Work order. Instruction for the data below: set down exactly the lines from the line with "As a warehouse robot's perception module, locate truck" to the line with "As a warehouse robot's perception module, locate dry", inclusive, and no others.

-- Raw data follows --

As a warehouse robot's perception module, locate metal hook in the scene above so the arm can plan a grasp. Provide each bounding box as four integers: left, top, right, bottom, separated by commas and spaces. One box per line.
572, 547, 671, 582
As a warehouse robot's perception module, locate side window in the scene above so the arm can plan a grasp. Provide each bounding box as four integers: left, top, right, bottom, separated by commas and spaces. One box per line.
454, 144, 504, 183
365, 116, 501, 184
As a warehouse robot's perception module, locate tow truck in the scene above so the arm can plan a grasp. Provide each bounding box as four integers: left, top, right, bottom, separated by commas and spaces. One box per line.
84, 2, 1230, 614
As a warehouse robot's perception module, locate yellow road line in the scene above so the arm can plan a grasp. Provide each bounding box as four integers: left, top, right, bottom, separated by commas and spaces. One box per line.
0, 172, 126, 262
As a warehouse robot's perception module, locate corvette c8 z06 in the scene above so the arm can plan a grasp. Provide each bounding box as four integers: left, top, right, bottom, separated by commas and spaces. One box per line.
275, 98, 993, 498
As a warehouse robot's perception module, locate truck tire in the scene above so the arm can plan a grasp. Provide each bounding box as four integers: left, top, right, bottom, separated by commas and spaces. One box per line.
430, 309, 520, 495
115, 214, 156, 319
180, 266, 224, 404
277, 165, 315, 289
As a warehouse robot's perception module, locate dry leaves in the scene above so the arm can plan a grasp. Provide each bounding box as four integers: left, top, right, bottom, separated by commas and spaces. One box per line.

-- Raw data concluded --
-- Raw data follows --

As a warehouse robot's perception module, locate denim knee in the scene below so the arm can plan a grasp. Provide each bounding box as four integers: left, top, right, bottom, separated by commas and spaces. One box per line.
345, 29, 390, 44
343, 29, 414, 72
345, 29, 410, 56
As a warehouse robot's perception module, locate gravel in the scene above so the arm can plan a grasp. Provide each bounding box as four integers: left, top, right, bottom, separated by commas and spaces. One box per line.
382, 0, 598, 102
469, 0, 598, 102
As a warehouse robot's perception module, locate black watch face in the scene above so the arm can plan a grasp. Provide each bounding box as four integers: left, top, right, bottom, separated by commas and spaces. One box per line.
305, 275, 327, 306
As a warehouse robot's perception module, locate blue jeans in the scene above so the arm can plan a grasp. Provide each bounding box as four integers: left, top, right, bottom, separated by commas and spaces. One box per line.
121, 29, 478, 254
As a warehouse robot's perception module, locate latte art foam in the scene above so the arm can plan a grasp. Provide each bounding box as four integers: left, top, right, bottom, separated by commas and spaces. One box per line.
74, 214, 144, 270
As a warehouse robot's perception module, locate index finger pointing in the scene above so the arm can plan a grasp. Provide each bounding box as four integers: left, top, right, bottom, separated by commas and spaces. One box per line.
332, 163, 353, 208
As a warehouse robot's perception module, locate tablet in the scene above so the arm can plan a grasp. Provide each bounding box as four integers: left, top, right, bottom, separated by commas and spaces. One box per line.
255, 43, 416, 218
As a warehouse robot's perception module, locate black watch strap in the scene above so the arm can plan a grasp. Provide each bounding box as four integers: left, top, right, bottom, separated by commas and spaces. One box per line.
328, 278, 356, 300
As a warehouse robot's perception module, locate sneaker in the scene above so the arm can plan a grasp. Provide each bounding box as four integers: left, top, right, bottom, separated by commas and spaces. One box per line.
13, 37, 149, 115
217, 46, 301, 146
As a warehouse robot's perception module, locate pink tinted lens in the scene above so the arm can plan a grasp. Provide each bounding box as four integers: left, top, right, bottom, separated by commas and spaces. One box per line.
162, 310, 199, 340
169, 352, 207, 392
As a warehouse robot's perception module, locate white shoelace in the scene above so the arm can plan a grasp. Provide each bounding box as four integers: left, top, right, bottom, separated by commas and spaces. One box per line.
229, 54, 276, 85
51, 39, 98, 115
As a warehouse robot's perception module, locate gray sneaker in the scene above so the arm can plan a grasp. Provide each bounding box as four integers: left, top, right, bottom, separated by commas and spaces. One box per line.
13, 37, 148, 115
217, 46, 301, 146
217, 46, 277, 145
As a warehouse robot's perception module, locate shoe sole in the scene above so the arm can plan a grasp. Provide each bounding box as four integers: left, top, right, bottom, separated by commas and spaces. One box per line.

-- Raw data concluded --

Answer to this task.
As a warehouse robot's perception module, locate truck tire in the scene above so the arm can plan a grasp. Provide each bounding box as four integers: left, top, right, bottom, separated by commas and spaces. One box per line.
430, 309, 520, 495
115, 214, 156, 319
180, 266, 224, 404
277, 165, 315, 289
As a warehouse robot's perception module, locate dry leaves in the scene above so the arm can plan a grasp. Provide each bounding box as four integers: left, top, right, bottom, separated by commas and spaces. One box per line.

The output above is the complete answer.